**EXERCISE**
Render each line of the items below as a JSON list of strings, one string per line, leaving out blank lines and the pictures.

* begin *

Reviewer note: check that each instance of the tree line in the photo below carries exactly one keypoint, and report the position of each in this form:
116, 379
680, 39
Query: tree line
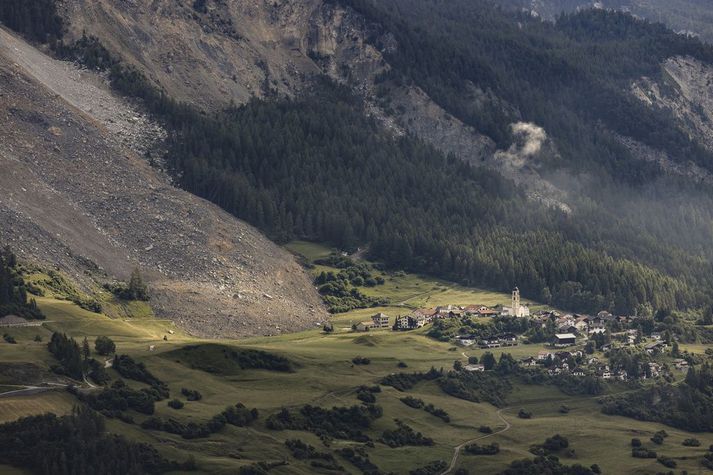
13, 290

* end *

**RESULT OF THE TASK**
[
  "Reviewer note: check that each instance of the tree line in the photo below carries exactly one keypoint, and report the position of each in this form:",
  "116, 379",
  "680, 39",
  "Query: tree line",
  "13, 290"
]